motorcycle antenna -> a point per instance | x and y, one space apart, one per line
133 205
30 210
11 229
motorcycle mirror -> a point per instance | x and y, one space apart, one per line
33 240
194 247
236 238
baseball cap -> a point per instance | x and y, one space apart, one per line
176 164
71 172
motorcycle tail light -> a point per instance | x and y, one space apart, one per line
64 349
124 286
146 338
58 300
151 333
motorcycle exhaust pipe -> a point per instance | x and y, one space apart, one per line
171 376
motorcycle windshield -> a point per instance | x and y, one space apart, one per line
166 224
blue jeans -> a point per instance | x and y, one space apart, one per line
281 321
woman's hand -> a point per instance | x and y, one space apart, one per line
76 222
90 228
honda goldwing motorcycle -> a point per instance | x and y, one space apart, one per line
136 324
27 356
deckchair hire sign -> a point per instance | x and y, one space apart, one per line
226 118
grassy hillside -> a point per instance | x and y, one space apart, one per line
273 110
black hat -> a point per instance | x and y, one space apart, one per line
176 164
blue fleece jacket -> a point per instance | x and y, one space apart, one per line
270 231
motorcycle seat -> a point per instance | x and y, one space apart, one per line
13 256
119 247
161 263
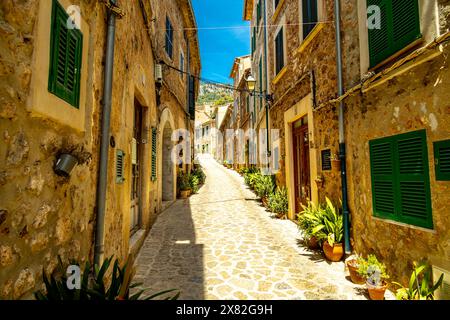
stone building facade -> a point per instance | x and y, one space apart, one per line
401 102
43 215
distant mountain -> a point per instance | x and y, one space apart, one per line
214 95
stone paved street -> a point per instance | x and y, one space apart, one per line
222 244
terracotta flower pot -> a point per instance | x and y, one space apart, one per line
376 293
313 243
333 253
184 194
354 275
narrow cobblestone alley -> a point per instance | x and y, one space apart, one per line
222 244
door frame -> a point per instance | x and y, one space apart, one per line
296 112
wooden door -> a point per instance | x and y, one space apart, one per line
136 153
302 181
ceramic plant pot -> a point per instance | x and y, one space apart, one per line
184 194
354 275
333 253
376 293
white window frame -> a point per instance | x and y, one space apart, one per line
285 56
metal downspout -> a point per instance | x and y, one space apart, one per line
266 92
342 155
104 142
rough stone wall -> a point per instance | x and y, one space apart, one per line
41 215
418 99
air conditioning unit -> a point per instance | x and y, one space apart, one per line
158 73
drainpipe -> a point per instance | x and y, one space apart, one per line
104 142
267 86
342 156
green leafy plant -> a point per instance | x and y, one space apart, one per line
194 183
372 270
264 186
420 285
331 227
95 285
198 172
309 218
278 201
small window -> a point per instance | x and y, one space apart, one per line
65 58
442 160
154 153
120 157
279 51
400 26
400 179
310 16
169 38
326 160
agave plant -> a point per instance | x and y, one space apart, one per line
331 227
95 285
420 286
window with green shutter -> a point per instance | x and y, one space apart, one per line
154 153
65 57
400 26
279 52
442 160
400 179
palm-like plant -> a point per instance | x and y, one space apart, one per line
331 227
420 286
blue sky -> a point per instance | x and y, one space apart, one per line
219 47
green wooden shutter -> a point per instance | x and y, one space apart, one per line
413 179
400 179
65 58
442 160
154 153
382 170
400 25
120 162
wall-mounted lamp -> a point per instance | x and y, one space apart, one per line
65 164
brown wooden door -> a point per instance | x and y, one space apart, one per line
301 163
136 153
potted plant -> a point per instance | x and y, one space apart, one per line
264 187
278 202
319 181
335 162
183 185
353 266
375 274
331 232
421 286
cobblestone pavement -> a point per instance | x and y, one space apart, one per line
222 244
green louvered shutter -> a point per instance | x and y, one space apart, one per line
382 170
413 179
154 153
400 26
442 160
65 58
400 179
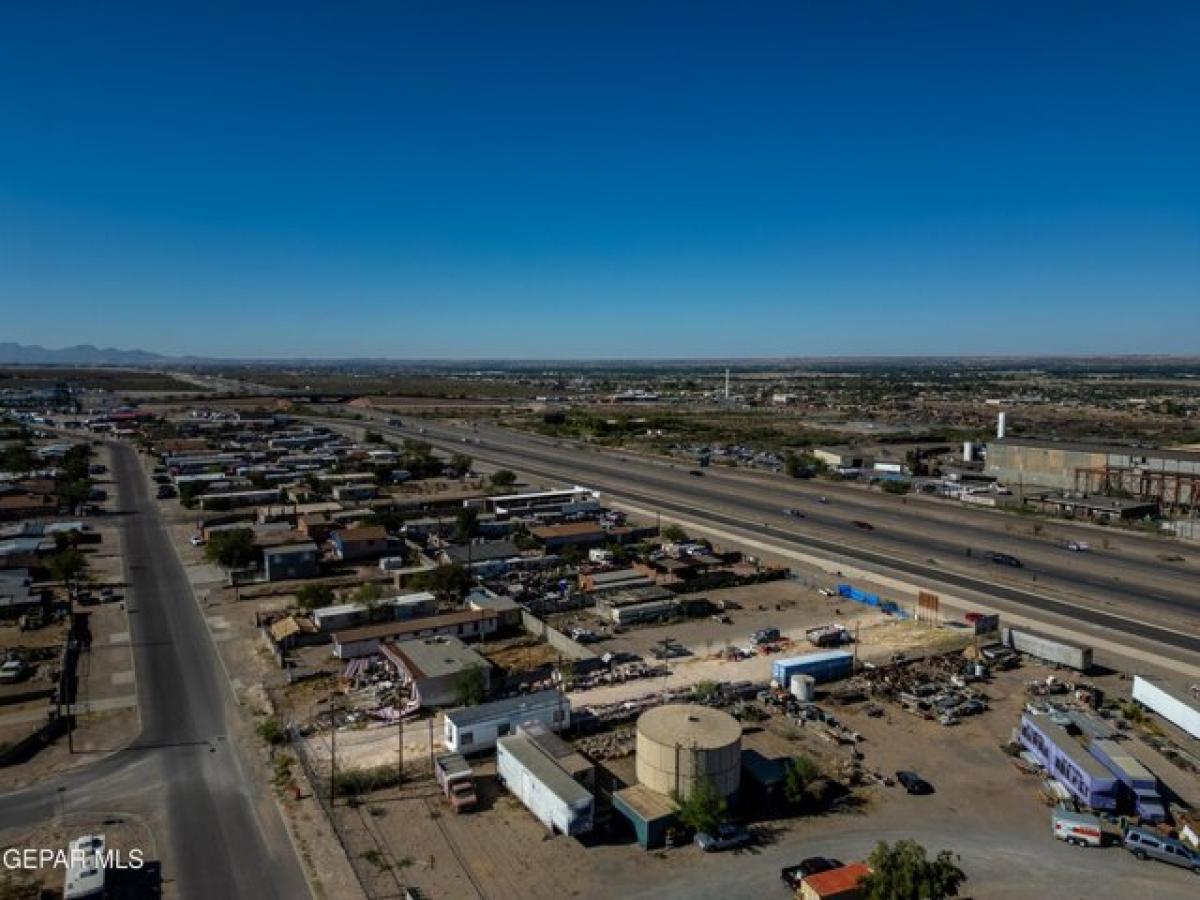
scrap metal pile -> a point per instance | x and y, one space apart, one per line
931 688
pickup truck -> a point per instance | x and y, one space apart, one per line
457 781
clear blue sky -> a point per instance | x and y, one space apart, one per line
609 179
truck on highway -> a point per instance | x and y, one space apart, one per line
457 781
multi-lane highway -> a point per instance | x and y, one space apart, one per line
184 769
1137 586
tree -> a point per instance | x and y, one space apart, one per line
448 583
67 565
901 871
233 549
673 533
466 525
792 465
703 808
503 478
801 772
471 687
312 597
460 465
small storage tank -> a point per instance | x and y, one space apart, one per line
803 687
682 743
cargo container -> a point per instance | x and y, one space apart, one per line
827 666
1050 649
555 798
1171 702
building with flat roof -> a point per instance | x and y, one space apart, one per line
431 667
1169 478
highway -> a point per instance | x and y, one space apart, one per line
223 840
1125 587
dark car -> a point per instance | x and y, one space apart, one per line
913 783
726 837
814 865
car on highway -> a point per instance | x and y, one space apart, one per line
793 875
726 837
913 783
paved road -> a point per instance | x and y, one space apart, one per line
1146 592
222 844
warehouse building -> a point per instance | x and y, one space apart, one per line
1170 478
431 667
1065 759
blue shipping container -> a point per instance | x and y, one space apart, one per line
827 666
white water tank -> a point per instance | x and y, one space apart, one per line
803 687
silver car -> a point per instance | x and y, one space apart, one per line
1150 845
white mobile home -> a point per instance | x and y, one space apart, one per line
473 729
556 799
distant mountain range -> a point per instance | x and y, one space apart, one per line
83 354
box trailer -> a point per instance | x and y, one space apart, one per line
1174 703
1050 649
827 666
555 798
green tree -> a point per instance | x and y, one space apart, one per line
466 525
503 478
313 597
471 687
792 465
703 808
801 772
903 871
448 583
233 549
673 533
67 565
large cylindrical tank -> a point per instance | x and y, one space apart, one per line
803 688
682 743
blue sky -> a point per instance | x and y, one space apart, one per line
603 180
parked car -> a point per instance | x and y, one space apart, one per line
727 837
913 783
793 875
1145 844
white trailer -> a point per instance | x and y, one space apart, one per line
1175 705
474 729
556 799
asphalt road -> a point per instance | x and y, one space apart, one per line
181 768
1126 588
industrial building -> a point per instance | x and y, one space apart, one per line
538 768
1066 760
431 667
474 729
679 744
1169 478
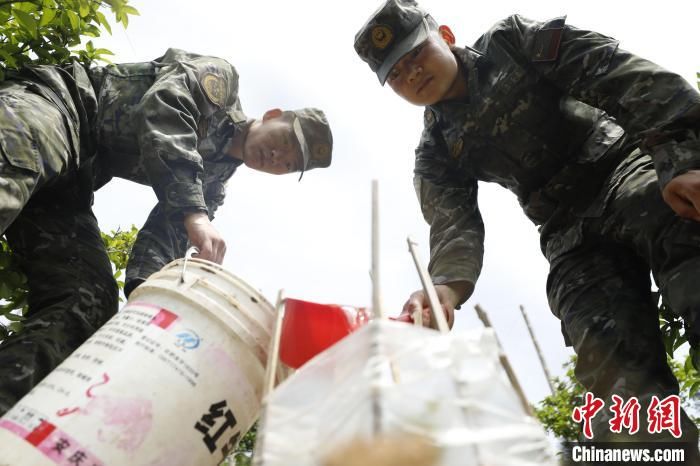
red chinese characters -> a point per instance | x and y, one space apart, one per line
661 415
587 412
665 415
625 415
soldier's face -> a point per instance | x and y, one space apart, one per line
427 74
271 145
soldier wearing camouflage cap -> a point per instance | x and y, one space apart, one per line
602 149
175 124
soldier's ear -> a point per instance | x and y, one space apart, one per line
272 113
447 35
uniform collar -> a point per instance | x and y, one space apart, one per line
470 61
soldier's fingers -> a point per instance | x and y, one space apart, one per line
412 304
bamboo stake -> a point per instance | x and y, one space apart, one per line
375 348
505 363
274 349
438 320
376 289
538 349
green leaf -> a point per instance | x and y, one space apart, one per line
103 21
84 8
130 10
73 18
27 21
694 355
47 15
103 52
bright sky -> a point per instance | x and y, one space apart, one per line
313 238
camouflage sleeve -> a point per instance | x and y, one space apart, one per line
184 93
160 241
449 205
657 107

# Try it
Reproduce the data word for word without its images.

# Output for this task
motorcycle antenna -> a point per instance | x and y, one space apart, one per line
133 205
30 210
11 229
motorcycle mirror -> a point per instance | x and y, one space apart, one per line
33 240
194 247
236 238
baseball cap -> a point per instance | x and y, one space apart, one per line
176 164
71 172
motorcycle tail light -> a point per instance | x and y, one space apart, one per line
64 349
124 286
146 338
58 300
151 333
motorcycle exhaust pipe -> a point per instance | x and y, one space apart, one per line
171 376
motorcycle windshield -> a point per instance | x and y, one space apart, one per line
166 224
blue jeans -> a point per instance | x and y, one space apart, one per line
281 321
woman's hand -> a point per instance | x and y, one space apart, one per line
76 222
90 228
honda goldwing motorcycle -> a point per instance | x and y, one space apart, one per line
136 324
27 356
deckchair hire sign -> a point per instance | x and y, one space apart, one per line
226 118
grassy hillside -> a point per instance | x and y, one space apart, one per line
273 110
black hat -> a point per instance | x and y, one space apart, one per line
176 164
blue fleece jacket -> a point per instance | x and y, one space apart, one per line
270 231
motorcycle seat -> a point per instance | x and y, one space apart, one per line
13 256
119 247
161 263
stone building facade -> a point per instance | x and y, one space apart, one per line
401 102
43 215
distant mountain -> a point per instance | x and y, one space apart, one per line
214 95
stone paved street -> a point per instance | x and y, one space apart, one per line
222 244
terracotta flower pot -> a point per instance | x and y, one space apart, one per line
376 293
313 243
333 253
184 194
354 275
narrow cobblestone alley -> a point per instance | x and y, one space apart, one per line
222 244
door frame -> a point per instance | x and y, one space apart, one per line
296 112
wooden door -> a point per instance | x and y, one space apart, one per line
136 153
302 181
ceramic plant pot -> a point per instance | x and y, one space apart, one per line
184 194
354 275
333 253
376 293
white window frame -> a point per instance | x and y, one space apart, one per line
285 56
metal downspout -> a point per instance | x and y, one space apart, one per line
266 92
342 155
104 142
rough stone wall -> a point per instance | x and y, one space apart, one per line
41 215
418 99
air conditioning unit -> a point per instance | x and y, one space apart, one per line
158 73
drainpipe -> a point per instance | x and y, one space apart, one per line
104 142
267 86
342 156
green leafy plant -> a point per instance | x and y, one space apart, one per line
194 183
372 270
264 186
420 285
331 227
95 285
198 172
309 218
278 201
small window -> a point per instance | x and y, one space apart, one per line
65 58
442 160
154 153
120 157
279 51
400 26
400 179
310 16
169 38
326 160
agave plant -> a point per instance | x and y, one space apart, one per line
331 227
95 285
420 286
window with green shutter -> a point per instance | x and y, one space apart, one per line
154 153
65 57
400 26
279 52
442 160
400 179
palm-like plant -> a point per instance | x and y, one space apart, one per line
331 227
420 286
blue sky -> a point per instance | x and y, one space apart, one per line
219 47
green wooden shutter -> a point per instance | x and y, one space apart, one per line
413 179
400 179
65 58
442 160
154 153
382 170
400 25
120 162
wall-mounted lamp -> a point per instance | x and y, one space apart, one per line
65 164
brown wooden door -> a point per instance | x and y, one space apart, one per line
301 163
136 153
potted plant -> a point per instance | x and y, one space apart, one per line
264 187
278 202
319 181
335 162
183 185
353 266
375 274
331 232
421 286
cobblestone pavement -> a point per instance | x and y, one space apart, one per line
222 244
green louvered shutter -> a point per instance | x and y, one space apart, one per line
382 170
413 179
154 153
400 26
442 160
65 58
400 179
scrap metal pile -> a point per instance | x and y, one space apart, one per line
931 688
pickup truck -> a point per instance | x and y, one space apart, one per line
457 781
clear blue sky -> a point per instance | x and y, one space apart, one per line
609 179
truck on highway -> a point per instance | x and y, one space apart, one per line
457 781
multi-lane highway -> a point per instance | x and y, one space apart, one per line
184 769
1137 586
tree -> a point per instance | x and y, one space apart, one per line
448 583
67 565
901 871
233 549
673 533
466 525
792 465
703 808
503 478
801 772
471 687
312 597
460 465
small storage tank -> a point per instance | x and y, one space apart, one per line
803 687
682 743
cargo container -> a point per instance | x and y, one space apart, one per line
827 666
1050 649
555 798
1171 702
building with flat roof -> a point per instance | x and y, one space apart, one per line
431 667
1169 478
highway -> a point per instance | x and y, one space apart, one per line
223 840
1125 587
dark car -> a point per instance | x and y, one space apart, one per line
913 783
726 837
814 865
car on highway -> a point per instance | x and y, one space apart, one per line
793 875
726 837
913 783
paved road -> a point per instance | x and y, one space apart, one per line
1146 592
222 844
warehouse building -> a point per instance | x and y, one space apart, one per line
1170 478
431 667
1065 759
blue shipping container -> a point per instance | x and y, one space apart, one per line
827 666
white water tank -> a point per instance | x and y, one space apart, one per line
803 687
silver car -> a point per instance | x and y, one space apart, one per line
1150 845
white mobile home -> a point per instance | x and y, one space apart, one per line
473 729
556 799
distant mountain range -> a point per instance | x and y, one space apart, one per line
83 354
box trailer -> a point per instance | x and y, one space apart, one per line
1174 703
1050 649
827 666
555 798
green tree -> a point per instance | x and y, one space apart, one per line
466 525
503 478
313 597
471 687
792 465
703 808
801 772
903 871
448 583
233 549
673 533
67 565
large cylindrical tank -> a point per instance | x and y, one space apart, one per line
803 688
682 743
blue sky -> a point per instance | x and y, one space apart, one per line
603 180
parked car -> a point per instance | x and y, one space apart, one per line
727 837
913 783
793 875
1145 844
white trailer -> a point per instance | x and y, one space apart, one per line
1175 705
474 729
556 799
asphalt road -> a point per instance | x and y, one space apart, one per line
181 768
1126 588
industrial building -> a point per instance | x and y, one space apart, one per line
538 768
1066 760
431 667
474 729
679 744
1169 478
red chinese characters -> a point per instance | x and y, one space apart, one per line
661 415
587 412
665 415
625 415
soldier's face -> a point per instance | x and y, one space apart, one per line
427 74
271 145
soldier wearing camouflage cap -> a point per instance | x and y, one space apart, one per line
602 149
175 124
soldier's ear -> a point per instance | x and y, one space apart, one per line
272 113
447 35
uniform collar -> a point per instance | x and y, one space apart, one per line
470 61
soldier's fingers -> a point per instance | x and y, one space apart, one per line
412 304
bamboo stake -> a point per instance | x and y, one space apart, one per line
375 348
505 363
274 349
438 320
376 289
538 349
green leaf -> a point per instance | x and y, one space apart, one per line
103 21
84 8
130 10
73 18
27 21
694 355
47 15
103 52
bright sky -> a point per instance | x and y, one space apart, one per line
313 238
camouflage sleeve -> a point per instance | x and y, one space apart, one per line
184 93
160 241
449 205
657 107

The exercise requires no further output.